Dataset records
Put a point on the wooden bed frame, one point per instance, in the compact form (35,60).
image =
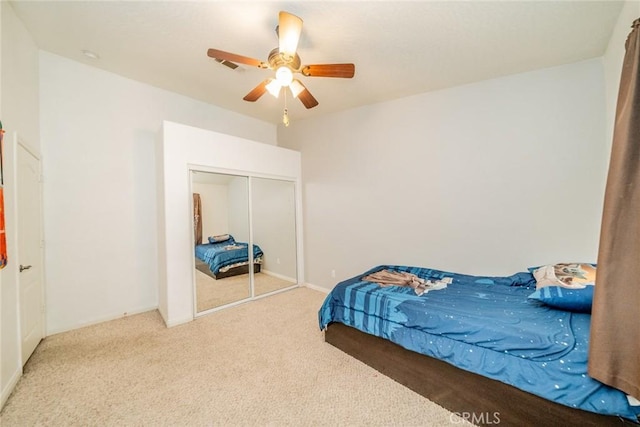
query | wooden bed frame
(236,271)
(480,400)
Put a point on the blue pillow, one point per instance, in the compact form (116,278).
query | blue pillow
(565,299)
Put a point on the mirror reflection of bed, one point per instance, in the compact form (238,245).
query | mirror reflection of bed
(221,234)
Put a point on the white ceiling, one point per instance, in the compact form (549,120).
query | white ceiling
(400,48)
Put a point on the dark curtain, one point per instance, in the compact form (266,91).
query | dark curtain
(614,352)
(197,219)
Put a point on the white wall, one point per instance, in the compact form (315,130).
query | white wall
(20,110)
(99,144)
(183,148)
(487,178)
(613,59)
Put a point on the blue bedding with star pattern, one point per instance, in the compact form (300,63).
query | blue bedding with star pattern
(486,325)
(225,254)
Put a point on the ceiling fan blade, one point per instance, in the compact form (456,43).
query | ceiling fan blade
(305,96)
(232,57)
(346,71)
(289,29)
(257,92)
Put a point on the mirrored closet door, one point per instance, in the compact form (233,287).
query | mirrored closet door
(273,212)
(221,237)
(237,243)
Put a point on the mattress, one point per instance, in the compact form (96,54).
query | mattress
(220,255)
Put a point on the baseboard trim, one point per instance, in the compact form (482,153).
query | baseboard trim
(317,288)
(101,320)
(6,392)
(176,322)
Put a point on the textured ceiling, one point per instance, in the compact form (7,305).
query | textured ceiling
(399,48)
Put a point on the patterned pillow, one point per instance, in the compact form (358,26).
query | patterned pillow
(565,286)
(222,238)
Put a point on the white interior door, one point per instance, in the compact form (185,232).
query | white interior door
(31,282)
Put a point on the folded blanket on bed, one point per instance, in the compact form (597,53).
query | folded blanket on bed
(397,278)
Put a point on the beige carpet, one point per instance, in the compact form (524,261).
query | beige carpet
(211,293)
(260,363)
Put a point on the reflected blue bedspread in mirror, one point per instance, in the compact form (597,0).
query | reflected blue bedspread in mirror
(485,325)
(224,254)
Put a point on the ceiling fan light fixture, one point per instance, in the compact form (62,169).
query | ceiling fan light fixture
(274,87)
(284,76)
(296,87)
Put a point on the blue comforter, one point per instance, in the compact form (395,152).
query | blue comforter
(485,325)
(220,255)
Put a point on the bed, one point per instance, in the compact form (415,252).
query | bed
(226,258)
(478,346)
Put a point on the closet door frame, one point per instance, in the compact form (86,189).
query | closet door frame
(297,227)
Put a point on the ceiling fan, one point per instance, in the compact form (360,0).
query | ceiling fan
(285,62)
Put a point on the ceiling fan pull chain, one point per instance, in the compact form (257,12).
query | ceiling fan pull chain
(285,116)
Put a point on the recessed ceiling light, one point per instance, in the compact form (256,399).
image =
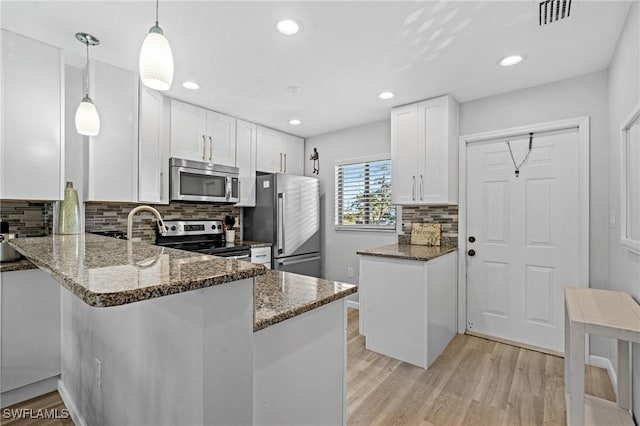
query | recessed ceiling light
(191,85)
(511,60)
(289,26)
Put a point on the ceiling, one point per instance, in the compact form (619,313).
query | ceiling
(347,53)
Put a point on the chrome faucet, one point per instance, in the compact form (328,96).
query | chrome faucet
(161,227)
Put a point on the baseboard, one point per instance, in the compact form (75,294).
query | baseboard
(602,362)
(353,304)
(29,391)
(77,418)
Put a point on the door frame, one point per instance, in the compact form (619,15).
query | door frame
(582,124)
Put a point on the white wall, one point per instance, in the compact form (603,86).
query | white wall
(339,247)
(624,96)
(575,97)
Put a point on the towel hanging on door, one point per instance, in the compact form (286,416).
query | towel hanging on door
(518,166)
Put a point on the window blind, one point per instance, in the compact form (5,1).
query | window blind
(363,195)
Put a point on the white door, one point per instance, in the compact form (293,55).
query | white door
(526,232)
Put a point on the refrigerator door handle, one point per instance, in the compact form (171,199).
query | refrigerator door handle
(281,220)
(293,262)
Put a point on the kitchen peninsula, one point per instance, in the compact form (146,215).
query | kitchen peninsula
(153,335)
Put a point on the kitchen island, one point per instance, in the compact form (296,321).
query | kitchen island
(408,300)
(162,336)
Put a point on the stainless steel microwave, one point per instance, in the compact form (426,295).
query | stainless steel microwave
(203,182)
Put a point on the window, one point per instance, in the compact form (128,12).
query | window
(363,194)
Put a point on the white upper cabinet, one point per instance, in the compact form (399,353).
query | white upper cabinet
(279,152)
(246,138)
(221,139)
(153,165)
(293,151)
(32,144)
(112,169)
(424,152)
(201,135)
(188,131)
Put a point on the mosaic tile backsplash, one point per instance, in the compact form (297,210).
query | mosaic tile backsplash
(35,218)
(27,218)
(113,216)
(446,215)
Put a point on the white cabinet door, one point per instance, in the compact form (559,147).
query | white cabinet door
(188,131)
(438,151)
(270,159)
(153,181)
(404,147)
(424,152)
(293,151)
(112,169)
(246,137)
(30,328)
(221,139)
(31,148)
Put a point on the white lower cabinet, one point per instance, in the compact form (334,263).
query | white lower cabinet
(31,141)
(299,369)
(30,323)
(261,255)
(408,307)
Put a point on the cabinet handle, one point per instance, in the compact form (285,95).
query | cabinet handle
(413,187)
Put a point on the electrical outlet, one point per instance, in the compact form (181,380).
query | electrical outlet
(98,373)
(349,271)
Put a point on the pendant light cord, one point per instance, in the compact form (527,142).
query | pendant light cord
(88,72)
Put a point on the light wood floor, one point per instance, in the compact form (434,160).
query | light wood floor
(474,382)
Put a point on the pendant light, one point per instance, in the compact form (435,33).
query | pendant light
(156,59)
(87,119)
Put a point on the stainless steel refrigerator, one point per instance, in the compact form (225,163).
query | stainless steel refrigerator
(287,214)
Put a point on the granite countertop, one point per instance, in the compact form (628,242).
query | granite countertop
(105,271)
(18,265)
(254,244)
(409,251)
(282,295)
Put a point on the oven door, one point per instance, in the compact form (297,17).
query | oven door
(189,184)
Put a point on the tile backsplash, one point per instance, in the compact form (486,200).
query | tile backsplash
(27,218)
(446,215)
(113,216)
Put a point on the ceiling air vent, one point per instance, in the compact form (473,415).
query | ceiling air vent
(553,11)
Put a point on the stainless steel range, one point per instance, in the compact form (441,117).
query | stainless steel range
(201,236)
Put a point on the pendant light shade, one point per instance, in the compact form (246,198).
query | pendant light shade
(87,118)
(156,59)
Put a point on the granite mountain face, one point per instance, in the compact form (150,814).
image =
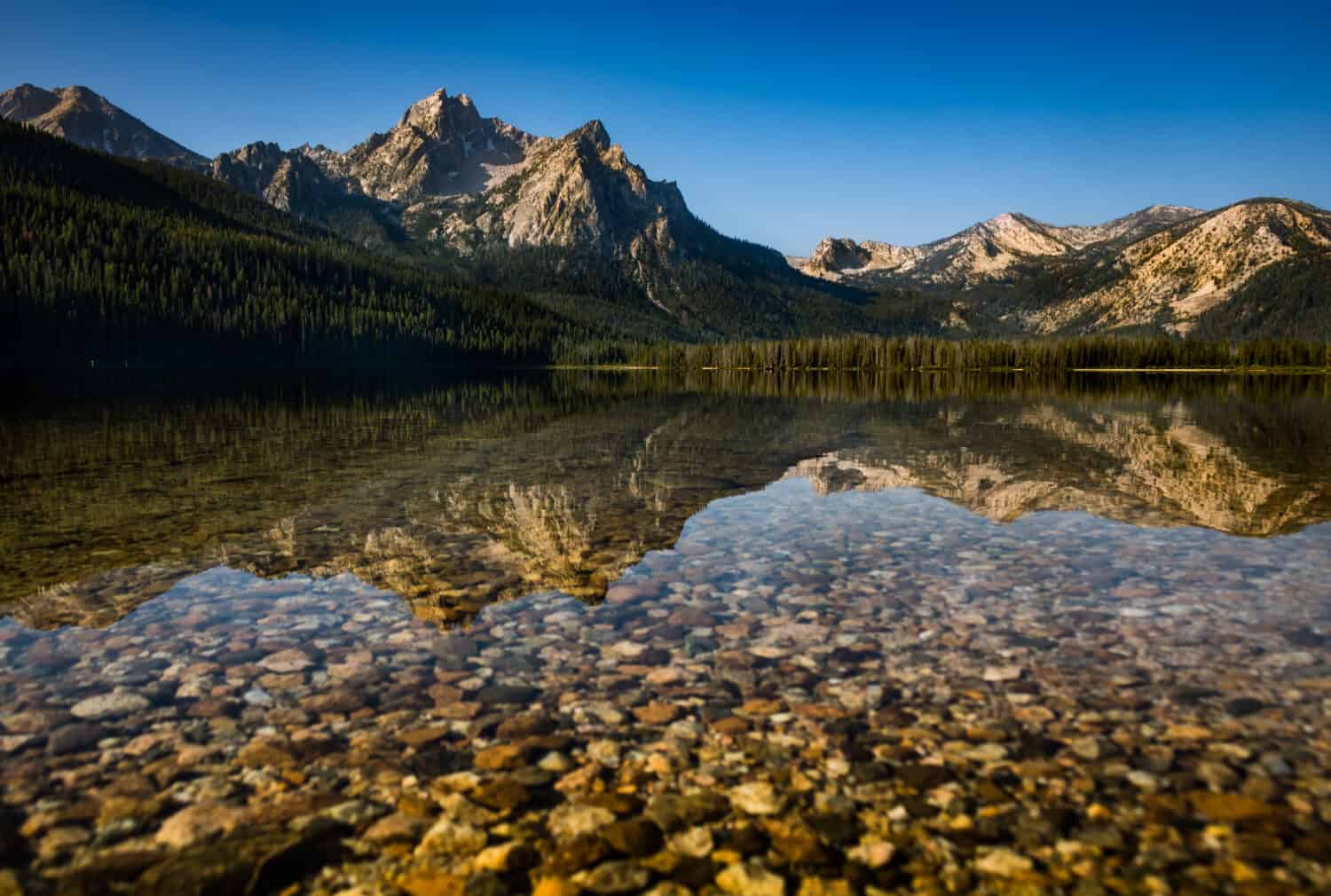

Request
Copy the whole listing above word for word, leaving out the pictures.

Exercise solution
Put a point on the wooden bed frame, one point per instance, in the compact form (35,60).
image =
query | wooden bed frame
(236,271)
(480,400)
Put a point on the blue pillow, one point per instance, in the compact form (116,278).
query | blue pillow
(565,299)
Put a point on the mirror reflection of bed, one point per instance, in the compact form (238,245).
query | mirror reflection of bed
(221,234)
Put a point on the white ceiling, one point per instance, in the compact form (549,120).
query | white ceiling
(400,48)
Put a point on the dark curtain, one point per instance, in the compact form (266,91).
query | dark curtain
(614,352)
(197,219)
Put a point on the white wall, one point per instance, in the compact form (315,130).
query | white wall
(20,110)
(99,144)
(183,148)
(487,178)
(613,59)
Put a point on the blue bedding with star pattern, one point per instance, in the compact form (300,63).
query | blue bedding with star pattern
(486,325)
(225,254)
Put a point on the ceiling fan blade, one point per instance, in the compact form (456,43).
query | ceiling fan blade
(305,96)
(232,57)
(346,71)
(289,29)
(257,92)
Put a point on the mirrored closet door, one point per instance, in the compact form (233,287).
query | mirrored closet door
(273,212)
(221,237)
(237,243)
Put a point on the mattress, one point per instance, in the compact form (96,54).
query | mattress
(220,255)
Put a point on the baseboard trim, one point per instance, in the compact form (482,153).
query | baseboard trim
(317,288)
(101,320)
(6,392)
(176,322)
Put a point on the textured ceiling, one point per instance, in the compact form (7,305).
query | textured ceiling
(399,48)
Put a point on the patterned pillow, one point per instance, in the compact form (358,26).
query | patterned pillow
(565,286)
(222,238)
Put a point on the white interior door, one point per instance, in the compact form (185,232).
query | white interior door
(31,282)
Put a point on the folded blanket on bed, one point per instance, in the compact form (597,53).
query | folded blanket on bed
(397,278)
Put a point on the beige carpet, one point per instance, in the compact form (524,261).
query | beige carpet
(211,293)
(260,363)
Put a point on the reflected blue bedspread in mirror, one point per instance, in the compact form (597,0).
query | reflected blue bedspread in mirror
(485,325)
(224,254)
Put a point on the ceiling fan light fixture, one point per instance, in the compact form (62,169).
query | ceiling fan light fixture
(274,87)
(284,76)
(296,87)
Put a point on the blue comforter, one point per instance, in the compact form (395,152).
query | blue comforter
(485,325)
(220,255)
Put a point on the bed, one point per instance, in the compact form (415,252).
query | bed
(226,258)
(478,346)
Put a point on the closet door frame, one point per instance, in the compact form (86,189).
query | closet door frame
(297,227)
Put a point on the ceiling fan, one point per instance, in the compact form (360,0).
query | ceiling fan
(285,62)
Put a point on the ceiling fan pull chain, one point per instance, in the compact form (257,12).
query | ceiling fan pull chain
(285,116)
Put a point on the recessed ceiling light, one point per instance, in the compact form (256,399).
image =
query | recessed ceiling light
(191,85)
(511,60)
(289,26)
Put a point on the ceiling, one point per instance, in the compact form (619,313).
query | ceiling
(347,53)
Put a point on the chrome faucet, one point per instance, in the compact form (328,96).
query | chrome faucet
(161,227)
Put a point on the baseboard, one point per instance, in the compact form (75,294).
query | baseboard
(602,362)
(353,304)
(29,391)
(77,418)
Put a point on the door frame, one point per instance, in the compact form (619,15).
query | door frame
(582,124)
Put a point on the white wall, one point per instance, in the compact form (603,86).
query | white wall
(339,247)
(624,96)
(575,97)
Put a point on the towel hanging on door, one point per instance, in the compact form (286,416).
query | towel hanging on door
(518,166)
Put a point on the window blind, one point per instance, in the compact form (5,1).
query | window blind
(363,195)
Put a point on the white door, one point per instance, in the compact form (293,55).
query | white door
(526,232)
Put a point on the refrigerator door handle, one point per instance, in the compact form (171,199).
query | refrigerator door handle
(281,220)
(293,262)
Put a point on the kitchen peninsula, one point per instance, in the compact form (146,215).
query | kitchen peninsula
(153,335)
Put a point on the kitchen island, one point per instance, in the compact form (296,321).
query | kitchen island
(408,300)
(162,336)
Put a point on the stainless steel microwave, one point per instance, in the compact form (426,295).
query | stainless steel microwave
(203,182)
Put a point on the window, one point per instance, in the compact form (128,12).
query | window
(363,194)
Put a point on the white upper cabinet, one point per instance, in the compact form (399,353).
query | white upper cabinet
(279,152)
(246,138)
(221,139)
(153,165)
(293,151)
(32,144)
(112,169)
(424,152)
(201,135)
(188,131)
Put a point on the mosaic tile backsplash, one point per instance, in the compact form (297,210).
query | mosaic tile backsplash
(35,218)
(27,218)
(113,216)
(446,215)
Put a point on the white cabinet door, one point per instance, in the compact form (559,147).
query | white cabinet door
(188,131)
(438,151)
(270,159)
(153,181)
(404,147)
(424,152)
(293,151)
(112,169)
(246,137)
(30,328)
(221,139)
(31,148)
Put a point on the white lower cabinet, one point per instance, in the compact form (334,263).
query | white lower cabinet
(31,141)
(299,369)
(30,323)
(261,255)
(408,307)
Put a point on the cabinet handle, one point per instance, in the compact form (285,95).
query | cabinet handle
(413,187)
Put a point on the electrical outlet, one point per instance, in the compact form (181,380).
query | electrical outlet
(98,373)
(349,271)
Put a point on the pendant light cord, one point per instance, in the compact form (527,142).
query | pendant light cord
(88,72)
Put a point on the light wood floor, one point per instance, in the compact form (434,160).
query | light wood floor
(474,382)
Put a point on the pendant light, one point per instance, in the compact form (435,33).
query | pendant light
(156,59)
(87,119)
Put a point on the stainless steel refrigerator, one point per instance, in the compact form (225,163).
query | stainless steel refrigerator
(287,214)
Put a point on the granite countertop, one point per instance, in the compact form (628,242).
query | granite countertop
(105,271)
(18,265)
(254,244)
(409,251)
(282,295)
Put a point on the oven door, one point per instance, in the compact form (297,17).
query | oven door
(189,184)
Put a point on the tile backsplash, one point per instance, in the compact form (486,200).
query | tile backsplash
(27,218)
(446,215)
(113,216)
Put a point on the ceiling air vent, one point per instance, in the compact form (473,415).
query | ceiling air vent
(553,11)
Put a point on the stainless steel range, one point per instance, in the compact form (441,117).
query | stainless steel range
(201,236)
Put a point on the pendant light shade, one point per instance, in the compact form (246,198).
query | pendant light shade
(87,118)
(156,59)
Put a point on the granite mountain face, one point per instance, in the compact form (150,814).
image =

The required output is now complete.